ТЕКСТ СТРАНИЦЫ:
┄┄┄┄┄┄┄┄┄┄┄┄┄┄┄┄┄┄┄┄
Итальянский поход 1796–1797 годов 21 страница



29 февраля 1800 года Ростопчин прислал Дюмурье краткое письмо, извещавшее, что по повелению императора генералу препровождается тысяча дукатов в возмещение расходов на поездку из Петербурга в его страну[617]. Это значило, что колебания Павла окончены, он принял решение[618].

Не трудно сопоставить даты. 1(12) февраля Павел I формально потребовал от английского правительства отозвать Уитворта[619]. 16(27) марта того же года генералиссимусу Суворову было официально предписано приостановить всякие военные действия против Франции[620]. Распоряжение Павла I от 29 февраля о выдаче тысячи дукатов Дюмурье на обратный путь из Петербурга приходится между этими датами, это все звенья одной цепи. После длительных колебаний Павел I пришел к заключению, что государственные, стратегические интересы России должны быть поставлены выше отвлеченных принципов легитимизма. Практически это означало, что русское правительство было готово идти на переговоры с Францией.

***

Бонапарт, находясь в «резервной армии» и занятый подготовкой к решающим операциям против австрийцев, не терял из поля зрения главную внешнеполитическую задачу, воодушевлявшую его в то время, — поиски путей сближения с Россией. Из действующей армии он посылал короткие письма или записки Талейрану, доказывавшие, какое большое значение он придавал поставленной задаче. Даже накануне Маренго он напоминал министру иностранных дел: «Надо оказывать Павлу знаки внимания, и надо, чтобы он знал, что мы хотим вступить с ним в переговоры». Талейрана не было нужды в том убеждать: своим гибким умом он и сам превосходно понимал всю важность начатой политической акции. Он видел, что, пока дело идет через посредников — через Берлин и Копенгаген — по официальным дипломатическим каналам, оно подвигается медленно и туго. «До сих пор еще не рассматривалась возможность вступить в прямые переговоры с Россией… бесспорно, это сопряжено с немалыми трудностями, но это дает и большие преимущества»[621],— писал Талейран первому консулу. Эта инициатива министра иностранных дел была энергично поддержана Бонапартом. После Маренго он снова чувствовал себя прочно сидящим в седле; теперь можно было не торопясь оглянуться по сторонам и найти верные пути к Петербургу.
┄┄┄┄┄┄┄┄┄┄┄┄┄┄┄┄┄┄┄┄
(Записи с подписанными точками)
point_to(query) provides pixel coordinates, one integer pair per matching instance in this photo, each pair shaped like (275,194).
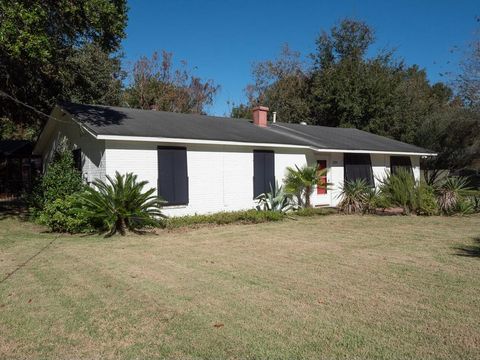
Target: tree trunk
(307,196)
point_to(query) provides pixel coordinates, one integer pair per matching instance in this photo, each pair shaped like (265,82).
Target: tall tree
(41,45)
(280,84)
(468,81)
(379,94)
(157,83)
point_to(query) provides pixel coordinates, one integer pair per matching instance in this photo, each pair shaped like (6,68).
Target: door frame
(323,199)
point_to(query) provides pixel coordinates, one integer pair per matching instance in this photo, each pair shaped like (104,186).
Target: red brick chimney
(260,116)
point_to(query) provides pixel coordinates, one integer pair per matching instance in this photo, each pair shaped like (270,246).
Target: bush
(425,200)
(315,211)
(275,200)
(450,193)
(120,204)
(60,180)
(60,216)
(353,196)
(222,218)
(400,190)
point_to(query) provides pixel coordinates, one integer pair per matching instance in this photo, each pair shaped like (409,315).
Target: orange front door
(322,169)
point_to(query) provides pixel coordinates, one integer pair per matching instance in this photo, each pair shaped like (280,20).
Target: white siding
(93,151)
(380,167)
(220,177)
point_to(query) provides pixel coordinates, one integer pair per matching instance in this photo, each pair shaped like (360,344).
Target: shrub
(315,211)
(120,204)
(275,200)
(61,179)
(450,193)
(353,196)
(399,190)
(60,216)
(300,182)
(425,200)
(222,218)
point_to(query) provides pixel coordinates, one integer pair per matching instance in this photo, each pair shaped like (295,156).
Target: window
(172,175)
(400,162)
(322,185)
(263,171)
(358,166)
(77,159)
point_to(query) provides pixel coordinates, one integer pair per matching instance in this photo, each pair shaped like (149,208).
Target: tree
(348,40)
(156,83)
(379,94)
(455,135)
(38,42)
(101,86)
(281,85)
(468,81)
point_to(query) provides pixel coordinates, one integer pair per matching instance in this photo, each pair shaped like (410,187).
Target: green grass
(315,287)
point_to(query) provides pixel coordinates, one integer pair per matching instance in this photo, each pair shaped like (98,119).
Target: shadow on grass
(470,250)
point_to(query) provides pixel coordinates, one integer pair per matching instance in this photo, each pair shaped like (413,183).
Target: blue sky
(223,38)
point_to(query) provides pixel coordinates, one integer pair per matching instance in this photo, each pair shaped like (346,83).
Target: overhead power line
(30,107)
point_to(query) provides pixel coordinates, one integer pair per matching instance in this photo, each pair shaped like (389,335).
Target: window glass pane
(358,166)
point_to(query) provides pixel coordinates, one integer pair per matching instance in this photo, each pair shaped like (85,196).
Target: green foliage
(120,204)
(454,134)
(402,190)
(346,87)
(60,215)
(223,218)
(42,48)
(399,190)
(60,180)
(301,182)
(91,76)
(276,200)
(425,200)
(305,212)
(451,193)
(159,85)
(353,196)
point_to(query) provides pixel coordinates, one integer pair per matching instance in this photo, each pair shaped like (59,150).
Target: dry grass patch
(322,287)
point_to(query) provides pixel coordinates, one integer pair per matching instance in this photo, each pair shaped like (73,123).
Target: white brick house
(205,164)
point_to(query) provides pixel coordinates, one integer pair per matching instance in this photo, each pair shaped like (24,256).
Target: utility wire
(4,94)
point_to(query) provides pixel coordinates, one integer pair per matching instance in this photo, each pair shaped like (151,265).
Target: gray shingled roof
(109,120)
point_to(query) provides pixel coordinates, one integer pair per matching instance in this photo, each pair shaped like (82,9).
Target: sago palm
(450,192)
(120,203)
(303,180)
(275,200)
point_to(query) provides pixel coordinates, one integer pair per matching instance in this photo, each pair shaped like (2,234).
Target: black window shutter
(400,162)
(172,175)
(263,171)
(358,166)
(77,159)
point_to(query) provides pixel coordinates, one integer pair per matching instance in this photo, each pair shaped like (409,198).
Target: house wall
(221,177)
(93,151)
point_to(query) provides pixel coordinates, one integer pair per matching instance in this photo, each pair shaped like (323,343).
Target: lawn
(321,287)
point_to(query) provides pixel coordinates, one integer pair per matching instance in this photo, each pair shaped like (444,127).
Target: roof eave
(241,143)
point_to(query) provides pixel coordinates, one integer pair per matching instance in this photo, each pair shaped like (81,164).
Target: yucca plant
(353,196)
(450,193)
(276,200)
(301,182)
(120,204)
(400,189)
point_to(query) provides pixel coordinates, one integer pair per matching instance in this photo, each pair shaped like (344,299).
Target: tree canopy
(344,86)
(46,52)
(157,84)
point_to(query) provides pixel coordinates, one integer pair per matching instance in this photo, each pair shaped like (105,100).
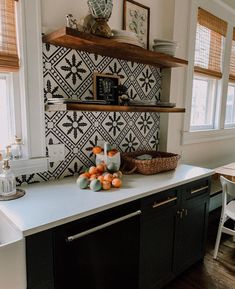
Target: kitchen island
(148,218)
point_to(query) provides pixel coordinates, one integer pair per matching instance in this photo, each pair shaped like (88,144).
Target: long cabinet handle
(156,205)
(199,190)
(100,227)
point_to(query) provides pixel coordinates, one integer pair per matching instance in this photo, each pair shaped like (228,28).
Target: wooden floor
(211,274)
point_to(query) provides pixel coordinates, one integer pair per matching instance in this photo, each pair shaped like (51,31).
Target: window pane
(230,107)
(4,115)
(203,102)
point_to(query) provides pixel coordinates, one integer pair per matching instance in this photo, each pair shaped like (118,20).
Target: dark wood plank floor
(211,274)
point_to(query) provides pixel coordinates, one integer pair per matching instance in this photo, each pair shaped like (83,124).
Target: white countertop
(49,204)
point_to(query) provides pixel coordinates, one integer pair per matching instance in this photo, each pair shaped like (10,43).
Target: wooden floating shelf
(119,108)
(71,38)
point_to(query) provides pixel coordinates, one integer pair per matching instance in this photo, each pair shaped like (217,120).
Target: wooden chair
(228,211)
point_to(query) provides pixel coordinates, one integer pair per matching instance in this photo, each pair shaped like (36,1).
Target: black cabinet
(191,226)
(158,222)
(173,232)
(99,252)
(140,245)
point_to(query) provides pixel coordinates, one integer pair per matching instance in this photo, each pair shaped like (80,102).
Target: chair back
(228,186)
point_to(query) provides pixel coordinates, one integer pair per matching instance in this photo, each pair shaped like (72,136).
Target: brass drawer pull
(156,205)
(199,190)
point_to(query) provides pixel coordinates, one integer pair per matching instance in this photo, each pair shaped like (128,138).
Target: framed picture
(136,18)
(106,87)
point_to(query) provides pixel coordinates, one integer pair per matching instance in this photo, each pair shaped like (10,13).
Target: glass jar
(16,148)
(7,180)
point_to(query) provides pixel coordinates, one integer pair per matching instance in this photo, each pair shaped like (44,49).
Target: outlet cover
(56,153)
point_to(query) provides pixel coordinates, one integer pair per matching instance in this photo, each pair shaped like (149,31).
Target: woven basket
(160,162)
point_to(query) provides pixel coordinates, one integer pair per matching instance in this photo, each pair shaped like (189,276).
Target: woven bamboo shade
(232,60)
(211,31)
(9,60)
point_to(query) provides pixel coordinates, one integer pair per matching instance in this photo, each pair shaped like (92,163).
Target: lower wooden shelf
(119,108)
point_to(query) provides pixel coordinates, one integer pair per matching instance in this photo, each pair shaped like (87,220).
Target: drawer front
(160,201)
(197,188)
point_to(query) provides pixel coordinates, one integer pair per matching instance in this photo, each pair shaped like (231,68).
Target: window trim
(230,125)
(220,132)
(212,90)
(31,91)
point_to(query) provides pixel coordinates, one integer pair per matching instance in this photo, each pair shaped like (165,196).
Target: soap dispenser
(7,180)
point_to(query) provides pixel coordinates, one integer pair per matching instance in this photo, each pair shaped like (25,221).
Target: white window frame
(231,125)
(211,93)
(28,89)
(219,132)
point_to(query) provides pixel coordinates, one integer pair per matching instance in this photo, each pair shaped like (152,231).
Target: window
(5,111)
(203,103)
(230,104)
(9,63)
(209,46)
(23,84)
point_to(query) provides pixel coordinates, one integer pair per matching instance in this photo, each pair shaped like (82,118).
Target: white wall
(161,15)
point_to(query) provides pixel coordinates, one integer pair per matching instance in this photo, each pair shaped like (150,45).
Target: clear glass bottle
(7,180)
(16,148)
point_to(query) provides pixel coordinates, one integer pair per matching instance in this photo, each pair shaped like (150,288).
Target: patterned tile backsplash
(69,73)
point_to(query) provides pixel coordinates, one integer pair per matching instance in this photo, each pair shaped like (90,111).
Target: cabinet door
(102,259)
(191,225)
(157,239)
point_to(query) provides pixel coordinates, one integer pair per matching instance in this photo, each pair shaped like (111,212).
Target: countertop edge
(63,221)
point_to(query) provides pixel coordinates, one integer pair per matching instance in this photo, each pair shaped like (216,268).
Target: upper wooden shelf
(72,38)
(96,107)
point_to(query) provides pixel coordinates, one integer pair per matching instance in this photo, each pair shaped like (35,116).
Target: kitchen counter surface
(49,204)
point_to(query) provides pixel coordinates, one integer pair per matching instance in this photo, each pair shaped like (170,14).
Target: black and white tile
┄┄┄┄┄┄┄┄┄┄┄┄┄┄┄┄┄┄┄┄
СПИСОК ЗАДАНИЙ:
A. Перечислите всех людей, которые названы по имени или фамилии в тексте о Павле I и Бонапарте.
B. Допишите текст о Павле I и Бонапарте дальше, начиная сразу после его последнего предложения.
Строки — отдельный материал, к тексту о Павле I и Бонапарте они не относятся.

ОТВЕТЫ ПО ЗАДАНИЯМ:
A. Ростопчин, Дюмурье, Павел I, Уитворт, Суворов, Бонапарт, Талейран.

B.
1 термидора VIII года (7/18 июля 1800 года) Талей-ран направил графу Никите Петровичу Панину послание, написанное с присущим ему мастерством и одобренное, вне всякого сомнения, Бонапартом.

«Граф, первый консул Французской республики знал все обстоятельства похода, который предшествовал его возвращению в Европу. Он знает, что англичане и австрийцы обязаны всеми своими успехами содействию русских войск…» — так начиналось это послание. Все было в нем тонко рассчитано: и неназойливое напоминание о том, что Бонапарт не участвовал в минувшей войне, и стрелы, как бы мимоходом направленные в Англию и Австрию, и дань уважения, принесенная русским «храбрым войскам»[622]. За этим вступлением следовало немногословное, продиктованное рыцарскими чувствами к храбрым противникам предложение безвозмездно и без всяких условий возвратить всех русских пленных числом около шести тысяч на родину в новом обмундировании, с новым оружием, со своими знаменами и со всеми воинскими почестями[623].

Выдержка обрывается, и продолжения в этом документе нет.